━━━━━ EXTRACTED MATERIAL

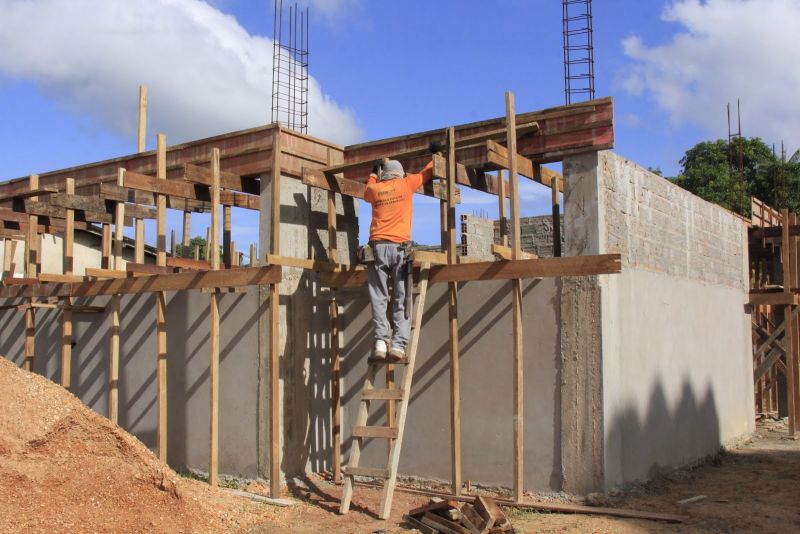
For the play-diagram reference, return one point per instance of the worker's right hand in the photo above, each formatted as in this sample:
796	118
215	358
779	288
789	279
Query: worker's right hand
436	147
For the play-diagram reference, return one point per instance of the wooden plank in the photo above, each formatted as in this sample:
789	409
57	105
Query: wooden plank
504	252
34	192
142	127
455	378
188	263
275	405
116	305
498	270
516	300
161	300
32	245
213	461
374	432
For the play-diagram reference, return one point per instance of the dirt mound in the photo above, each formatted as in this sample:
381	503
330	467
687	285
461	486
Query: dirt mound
64	468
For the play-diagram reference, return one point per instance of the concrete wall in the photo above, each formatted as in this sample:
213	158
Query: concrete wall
674	376
486	384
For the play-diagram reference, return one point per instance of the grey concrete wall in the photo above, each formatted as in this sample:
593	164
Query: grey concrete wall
188	360
674	337
486	384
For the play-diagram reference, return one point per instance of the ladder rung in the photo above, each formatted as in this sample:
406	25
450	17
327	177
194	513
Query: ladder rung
382	394
375	432
378	361
376	472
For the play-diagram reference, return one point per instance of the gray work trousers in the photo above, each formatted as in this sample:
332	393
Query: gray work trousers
389	265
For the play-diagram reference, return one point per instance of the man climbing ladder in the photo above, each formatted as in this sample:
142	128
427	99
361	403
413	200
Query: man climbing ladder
391	194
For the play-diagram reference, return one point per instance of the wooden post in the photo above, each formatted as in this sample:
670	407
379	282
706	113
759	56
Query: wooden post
274	320
516	299
66	315
556	215
116	304
142	134
452	257
187	233
213	461
501	197
139	241
336	364
31	270
227	252
105	247
161	301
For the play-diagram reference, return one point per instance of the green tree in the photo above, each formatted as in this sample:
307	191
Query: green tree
707	172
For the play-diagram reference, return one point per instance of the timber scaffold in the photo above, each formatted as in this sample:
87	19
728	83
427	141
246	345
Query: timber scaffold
239	170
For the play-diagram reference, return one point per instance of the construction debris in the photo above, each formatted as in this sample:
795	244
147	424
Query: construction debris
482	516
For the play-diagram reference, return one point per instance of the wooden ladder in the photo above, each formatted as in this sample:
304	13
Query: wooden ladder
393	434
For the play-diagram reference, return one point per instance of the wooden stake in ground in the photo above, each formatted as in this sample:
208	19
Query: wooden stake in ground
31	270
116	304
455	379
516	298
161	301
213	448
66	314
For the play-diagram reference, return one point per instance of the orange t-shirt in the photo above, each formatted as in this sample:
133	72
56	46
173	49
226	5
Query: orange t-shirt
392	205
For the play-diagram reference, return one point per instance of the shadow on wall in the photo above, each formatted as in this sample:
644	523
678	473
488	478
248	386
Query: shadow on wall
674	431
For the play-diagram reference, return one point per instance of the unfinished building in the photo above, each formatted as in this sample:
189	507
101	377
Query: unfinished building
626	354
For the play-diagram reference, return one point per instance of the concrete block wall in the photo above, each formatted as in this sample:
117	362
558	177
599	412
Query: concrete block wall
661	373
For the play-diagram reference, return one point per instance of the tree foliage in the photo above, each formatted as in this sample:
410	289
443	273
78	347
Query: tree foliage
711	170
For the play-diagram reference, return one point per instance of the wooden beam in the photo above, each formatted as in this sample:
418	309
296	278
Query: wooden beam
516	296
32	244
455	377
213	370
161	300
66	315
116	305
142	130
275	405
497	270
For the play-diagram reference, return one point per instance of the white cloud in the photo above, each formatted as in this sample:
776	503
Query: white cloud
727	49
205	73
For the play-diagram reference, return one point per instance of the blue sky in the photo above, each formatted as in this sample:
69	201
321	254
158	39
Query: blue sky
70	71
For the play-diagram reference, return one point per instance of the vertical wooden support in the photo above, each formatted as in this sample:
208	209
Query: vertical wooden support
66	315
105	247
31	270
213	448
501	198
516	297
187	233
274	322
227	251
142	133
786	257
336	364
161	301
556	214
116	304
452	257
139	241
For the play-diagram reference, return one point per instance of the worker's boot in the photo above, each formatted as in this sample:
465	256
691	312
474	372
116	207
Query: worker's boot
379	351
396	354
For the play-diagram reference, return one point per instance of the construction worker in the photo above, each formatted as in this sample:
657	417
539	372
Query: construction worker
391	193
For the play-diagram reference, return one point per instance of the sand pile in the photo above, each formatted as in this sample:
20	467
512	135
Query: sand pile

━━━━━━━━━━

YOUR GOAL
Update the stretch from the line containing "of the sand" through the end of the entries, replacing "sand pile" with "gravel heap" and leaving everything else unchanged.

REPLY TO THE TASK
For the play-diagram reference, return one point per instance of the gravel heap in the photo above, each formatted as in this sample:
20	467
512	135
Query: gravel heap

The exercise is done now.